- _Passage provided_:
(begin)

BLAMSTERDAM!

A blog about (hidden) Amsterdam

BLAMSTERDAM!

A blog about (hidden) Amsterdam

Black Archives Icons: Anton de Kom

Workers' Rights Advocate & Dutch Resistance Hero

“The Wall of Surinamese and Black Heroes” is a beautiful mural by Hedy Tijn & Dewy “Butterfingaz” Elsinga at the entrance to the Black Archives at the Hugo Olijfveldhuis. We want everyone to know their stories. Up first, pioneer of untold history and Resistance hero, Anton de Kom.

Anton de Kom
Mural portrait of Anton de Kom by Hedy Tijn & Dewy “Butterfingaz” Elsinga

Anton de Kom was born in Suriname in 1898 to a formerly enslaved person. He spent his entire life advocating for the poor and working to improve their lives. He did much of his advocacy in the Netherlands, where he’d come for work in his early 20s.

(end)

- _Given data_:
(begin)

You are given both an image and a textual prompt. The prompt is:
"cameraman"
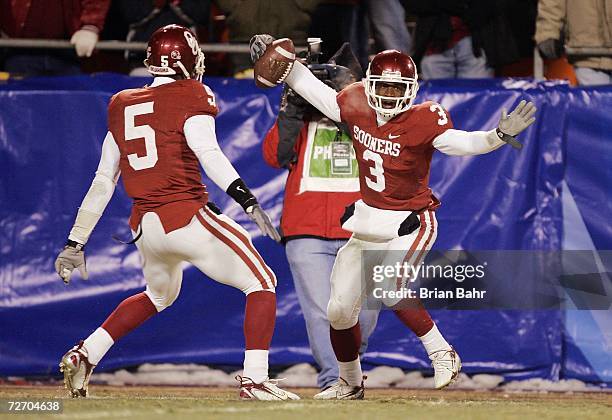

(end)

- _Task list_:
(a) Please copy the part of the Anton de Kom blog post starting with "Workers' Rights Advocate" and going on through "his early 20s.".
(b) Continue the blog post about Anton de Kom, picking up right after its last sentence.

- _Exercise responses_:
(a)
Workers' Rights Advocate & Dutch Resistance Hero

“The Wall of Surinamese and Black Heroes” is a beautiful mural by Hedy Tijn & Dewy “Butterfingaz” Elsinga at the entrance to the Black Archives at the Hugo Olijfveldhuis. We want everyone to know their stories. Up first, pioneer of untold history and Resistance hero, Anton de Kom.

Anton de Kom
Mural portrait of Anton de Kom by Hedy Tijn & Dewy “Butterfingaz” Elsinga

Anton de Kom was born in Suriname in 1898 to a formerly enslaved person. He spent his entire life advocating for the poor and working to improve their lives. He did much of his advocacy in the Netherlands, where he’d come for work in his early 20s.

(b)
He went back to Suriname in 1933 to help stranded Indonesian and Indian workers. He was kept under house arrest and then imprisoned by the colonial government. When a protest outside the prison was met with violence, Anton de Kom was exiled without trial to the Netherlands, which was undergoing the Great Depression. Exiled from his homeland, he wrote “We Slaves of Suriname”, which told the story of the people of his country, filling in everything that had been left out of official colonial history books.

 

When the Nazis invaded, he had every reason to run. He was Black and an academic facing an invader who hated both things. He had a family, which hadn’t been treated well by the Dutch government or society. Most people around him fled, collaborated or just tried to keep their heads down. One of the few Resistance leaders to survive the war said there were “never more than four figures’ worth” of people involved in the Dutch Resistance. That’s fewer than 10,000 people in a country that had almost 9 million at the start of 1940.

Photo of a young Anton de Kom 

Anton de Kom chose to fight. He joined a Resistance group in Den Haag that spread information about Nazi activities. After four years, he was arrested and sent to concentration camps, first in the Netherlands, then in Germany, where he died.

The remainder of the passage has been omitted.